Please transcribe the lines below exactly, covering the stretch from the line containing "Which spot sits on each instance of the belt" through the line containing "x=496 y=114", with both of those lines included.

--- START EXERCISE INPUTS ---

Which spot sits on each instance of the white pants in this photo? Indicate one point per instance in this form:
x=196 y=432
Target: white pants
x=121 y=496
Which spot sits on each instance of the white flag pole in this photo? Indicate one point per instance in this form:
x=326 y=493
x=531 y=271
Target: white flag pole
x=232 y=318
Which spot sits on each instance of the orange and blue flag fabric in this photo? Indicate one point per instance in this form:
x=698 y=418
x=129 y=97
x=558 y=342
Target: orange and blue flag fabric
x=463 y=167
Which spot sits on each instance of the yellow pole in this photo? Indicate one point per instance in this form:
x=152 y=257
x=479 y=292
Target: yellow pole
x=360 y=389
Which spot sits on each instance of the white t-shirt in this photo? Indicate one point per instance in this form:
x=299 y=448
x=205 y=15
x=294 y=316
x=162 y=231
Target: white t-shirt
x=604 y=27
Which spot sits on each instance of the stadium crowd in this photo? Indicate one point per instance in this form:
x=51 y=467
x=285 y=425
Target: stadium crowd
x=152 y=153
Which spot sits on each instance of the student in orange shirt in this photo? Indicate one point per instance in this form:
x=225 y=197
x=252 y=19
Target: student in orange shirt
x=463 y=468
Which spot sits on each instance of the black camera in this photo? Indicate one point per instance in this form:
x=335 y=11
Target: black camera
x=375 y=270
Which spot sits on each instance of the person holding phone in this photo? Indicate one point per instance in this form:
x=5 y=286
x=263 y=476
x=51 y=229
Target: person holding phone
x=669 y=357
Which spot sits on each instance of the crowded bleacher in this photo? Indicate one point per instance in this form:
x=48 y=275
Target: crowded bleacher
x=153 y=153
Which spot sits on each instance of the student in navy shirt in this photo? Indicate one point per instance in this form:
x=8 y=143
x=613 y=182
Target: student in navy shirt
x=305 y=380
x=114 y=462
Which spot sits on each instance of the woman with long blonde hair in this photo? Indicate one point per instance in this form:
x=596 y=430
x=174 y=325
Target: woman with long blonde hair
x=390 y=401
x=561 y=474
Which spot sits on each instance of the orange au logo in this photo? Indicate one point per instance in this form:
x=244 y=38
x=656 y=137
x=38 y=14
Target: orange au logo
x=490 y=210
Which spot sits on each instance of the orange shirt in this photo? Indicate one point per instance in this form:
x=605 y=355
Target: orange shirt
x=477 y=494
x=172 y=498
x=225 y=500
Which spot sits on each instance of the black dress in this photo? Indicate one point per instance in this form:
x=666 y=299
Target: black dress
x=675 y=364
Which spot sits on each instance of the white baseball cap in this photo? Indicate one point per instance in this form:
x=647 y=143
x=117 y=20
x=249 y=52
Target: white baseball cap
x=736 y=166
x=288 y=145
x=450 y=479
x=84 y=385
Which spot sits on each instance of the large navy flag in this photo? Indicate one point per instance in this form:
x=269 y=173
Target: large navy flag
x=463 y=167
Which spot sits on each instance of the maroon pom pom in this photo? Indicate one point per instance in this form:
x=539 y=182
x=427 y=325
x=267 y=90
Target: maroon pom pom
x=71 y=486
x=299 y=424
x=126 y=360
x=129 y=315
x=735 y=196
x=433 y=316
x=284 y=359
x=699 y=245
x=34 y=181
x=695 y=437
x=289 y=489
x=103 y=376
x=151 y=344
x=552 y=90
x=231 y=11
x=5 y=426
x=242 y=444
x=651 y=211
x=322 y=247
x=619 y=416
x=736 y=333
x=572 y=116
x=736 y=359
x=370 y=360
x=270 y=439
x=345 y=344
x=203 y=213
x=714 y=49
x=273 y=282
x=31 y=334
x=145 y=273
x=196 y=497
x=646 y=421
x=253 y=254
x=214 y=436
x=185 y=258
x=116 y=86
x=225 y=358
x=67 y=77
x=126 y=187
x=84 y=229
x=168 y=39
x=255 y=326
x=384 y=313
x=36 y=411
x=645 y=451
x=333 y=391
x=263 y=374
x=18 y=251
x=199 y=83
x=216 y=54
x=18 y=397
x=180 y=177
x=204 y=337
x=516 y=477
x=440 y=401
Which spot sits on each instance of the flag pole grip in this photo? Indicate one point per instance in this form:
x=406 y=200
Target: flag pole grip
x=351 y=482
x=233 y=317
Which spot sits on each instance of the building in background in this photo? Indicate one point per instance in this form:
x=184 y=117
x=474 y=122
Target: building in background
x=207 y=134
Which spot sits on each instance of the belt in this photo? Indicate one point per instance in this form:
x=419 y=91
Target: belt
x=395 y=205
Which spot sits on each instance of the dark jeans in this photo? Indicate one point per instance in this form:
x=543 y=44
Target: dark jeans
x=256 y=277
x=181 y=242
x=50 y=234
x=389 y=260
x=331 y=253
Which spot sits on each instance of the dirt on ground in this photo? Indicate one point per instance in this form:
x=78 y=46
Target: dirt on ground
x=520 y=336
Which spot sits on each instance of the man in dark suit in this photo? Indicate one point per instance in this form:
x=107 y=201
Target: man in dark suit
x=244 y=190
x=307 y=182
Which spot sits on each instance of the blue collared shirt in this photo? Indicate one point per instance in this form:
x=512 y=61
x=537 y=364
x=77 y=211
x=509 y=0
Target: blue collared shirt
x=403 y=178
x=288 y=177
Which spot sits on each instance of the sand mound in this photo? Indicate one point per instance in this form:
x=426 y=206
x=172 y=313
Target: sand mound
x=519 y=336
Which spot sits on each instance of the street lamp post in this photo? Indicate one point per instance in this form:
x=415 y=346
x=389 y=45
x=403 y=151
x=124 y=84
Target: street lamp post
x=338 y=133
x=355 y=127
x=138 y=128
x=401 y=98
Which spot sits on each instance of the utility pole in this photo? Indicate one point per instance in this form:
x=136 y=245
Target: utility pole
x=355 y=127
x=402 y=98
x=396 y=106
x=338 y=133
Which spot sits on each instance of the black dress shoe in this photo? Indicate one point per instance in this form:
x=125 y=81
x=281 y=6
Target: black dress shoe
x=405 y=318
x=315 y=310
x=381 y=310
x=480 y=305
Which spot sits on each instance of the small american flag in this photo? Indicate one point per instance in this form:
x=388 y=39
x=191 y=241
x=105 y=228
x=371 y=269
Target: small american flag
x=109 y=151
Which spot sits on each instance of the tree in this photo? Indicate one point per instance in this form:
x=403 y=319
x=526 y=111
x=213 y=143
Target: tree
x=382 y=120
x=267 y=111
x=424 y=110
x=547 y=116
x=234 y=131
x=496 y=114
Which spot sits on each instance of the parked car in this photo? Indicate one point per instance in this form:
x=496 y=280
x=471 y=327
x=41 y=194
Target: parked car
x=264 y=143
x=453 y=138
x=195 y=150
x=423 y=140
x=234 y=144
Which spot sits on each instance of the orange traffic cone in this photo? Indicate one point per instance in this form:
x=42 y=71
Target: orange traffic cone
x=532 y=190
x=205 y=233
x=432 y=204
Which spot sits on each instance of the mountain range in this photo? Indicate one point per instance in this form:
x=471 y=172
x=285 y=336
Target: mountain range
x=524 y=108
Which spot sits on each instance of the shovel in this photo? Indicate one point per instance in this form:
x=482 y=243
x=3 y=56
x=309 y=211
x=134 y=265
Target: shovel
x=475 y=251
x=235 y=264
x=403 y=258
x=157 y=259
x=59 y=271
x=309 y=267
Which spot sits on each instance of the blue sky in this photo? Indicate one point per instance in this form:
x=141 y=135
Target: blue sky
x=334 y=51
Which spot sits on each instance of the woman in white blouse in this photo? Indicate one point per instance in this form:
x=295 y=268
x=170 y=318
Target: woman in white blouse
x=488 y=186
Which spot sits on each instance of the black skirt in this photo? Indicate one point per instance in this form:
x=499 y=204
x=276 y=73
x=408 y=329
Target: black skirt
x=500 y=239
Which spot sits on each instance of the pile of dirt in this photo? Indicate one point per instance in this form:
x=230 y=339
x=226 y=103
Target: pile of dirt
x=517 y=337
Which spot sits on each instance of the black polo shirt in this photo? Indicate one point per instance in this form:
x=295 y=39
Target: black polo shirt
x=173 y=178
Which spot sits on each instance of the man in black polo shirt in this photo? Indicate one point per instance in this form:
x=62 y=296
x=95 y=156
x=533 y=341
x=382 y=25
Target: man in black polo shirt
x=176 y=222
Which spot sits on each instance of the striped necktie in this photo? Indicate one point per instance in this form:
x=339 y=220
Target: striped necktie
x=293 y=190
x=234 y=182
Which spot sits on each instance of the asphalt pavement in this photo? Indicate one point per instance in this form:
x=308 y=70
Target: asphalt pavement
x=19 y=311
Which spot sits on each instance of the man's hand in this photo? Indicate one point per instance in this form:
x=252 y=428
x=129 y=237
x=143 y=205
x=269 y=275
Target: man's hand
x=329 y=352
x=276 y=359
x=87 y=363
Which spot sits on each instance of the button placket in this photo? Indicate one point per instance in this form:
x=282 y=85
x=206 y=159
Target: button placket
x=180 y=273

--- END EXERCISE INPUTS ---

**OUTPUT FOR THIS EXERCISE:**
Which spot sits on each instance of the belt in this photo? Indicate one point per instance in this form:
x=419 y=91
Target: belt
x=395 y=205
Which spot sits on each instance of the dark jeans in this photo? Indicate one point per instance in this form:
x=543 y=44
Target: dark jeans
x=256 y=277
x=181 y=242
x=50 y=234
x=389 y=260
x=331 y=253
Which spot sits on each instance of the dirt on ground in this photo? Indicate one point per instance in this form:
x=78 y=46
Target: dirt on ground
x=520 y=336
Which spot sits on each instance of the man in dark suit in this photo? Indicate one point per instance in this form:
x=107 y=201
Target: man in dark suit
x=244 y=190
x=307 y=182
Which spot sits on each instance of the blue collared shirt in this photo? Indicate one point per instance in this form:
x=512 y=61
x=537 y=364
x=77 y=211
x=509 y=0
Target: blue collared shirt
x=403 y=178
x=288 y=177
Which spot sits on each instance of the sand mound in this photo? Indicate one point per instance in this form:
x=426 y=206
x=172 y=313
Target: sand mound
x=519 y=336
Which spot sits on each instance of the street lamp post in this photo? Indicate one point per instance in this form:
x=415 y=346
x=389 y=45
x=403 y=151
x=124 y=84
Target: street lamp post
x=338 y=133
x=355 y=127
x=138 y=128
x=401 y=98
Which spot sits on each instance of the utility pole in this photo? Indicate one point per instance in this form:
x=136 y=245
Target: utility pole
x=355 y=127
x=402 y=98
x=396 y=106
x=338 y=133
Which spot sits on each instance of the black dress shoe in this photo? Indicate one point per instance in this form:
x=125 y=81
x=281 y=6
Target: black dress shoe
x=405 y=318
x=315 y=310
x=381 y=310
x=480 y=305
Which spot sits on each instance of the small american flag in this photo? Indicate one point per instance in this form:
x=388 y=39
x=191 y=241
x=105 y=228
x=371 y=269
Target: small american flag
x=109 y=151
Which spot sits on each instance of the tree in this photo? Indicate one point per instance in this form:
x=403 y=319
x=526 y=111
x=213 y=143
Target: tree
x=382 y=120
x=267 y=111
x=424 y=110
x=547 y=116
x=234 y=131
x=496 y=114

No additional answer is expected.